Extract to read
* * * * *

UMM-CSci-Systems / Threaded-minimum-pairwise-distance

Using threads to parallelize computing the shortest distance between any pair of values in an array
MIT License
0 stars 1 forks source link

Minimum pairwise distance

This is the starter code for the Minimum Pairwise Distance lab. The goal of this lab is to use threading to parallize an expensive (in this case O(N^2)) computation and see that this indeed yields performance gains.

In this lab there are two classes with a main method, SerialMain and ThreadedMain. Our classes are in a package so you'll have to include that when you make the call. It will look like this:

time java mpd.SerialMain 1000 

Just replace SerialMain with ThreadedMain to run that one. The parameter can (and probably should) be modified to different values to compare the results. You'll get timing output something like

real    0m9.325s
user    0m27.580s
sys     0m0.228s

The "real" entry is essentially the wall clock time the process took to complete. "user" is the amount of CPU time was spent running the code, and "sys" is time spent in system processes such as allocating memory or reading and writing files. On a single core system "real" is roughly the sum of "user" and "sys" (plus some noise). On a multi-core system, "user" can be bigger than real (as in the example above) because multiple threads running in parallel all add to the "user" value. So if you have two threads that each run for 10 seconds, the wall-clock time ("real") might be 12s, but the "user" time might be 23s.

* * * * *

Source excerpt
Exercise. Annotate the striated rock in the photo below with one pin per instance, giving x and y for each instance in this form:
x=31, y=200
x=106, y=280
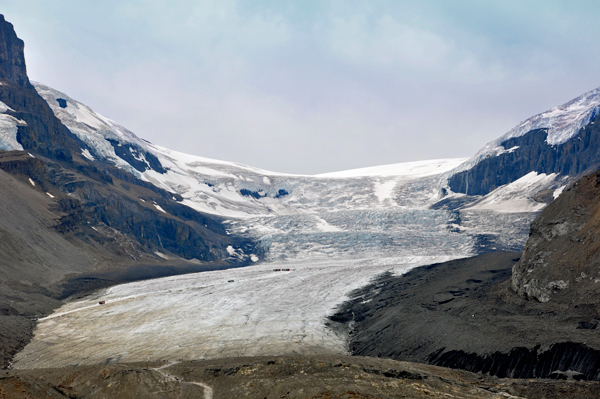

* * * * *

Retype the passage from the minimum pairwise distance lab page between "This is the" and "yields performance gains.", inclusive.

This is the starter code for the Minimum Pairwise Distance lab. The goal of this lab is to use threading to parallize an expensive (in this case O(N^2)) computation and see that this indeed yields performance gains.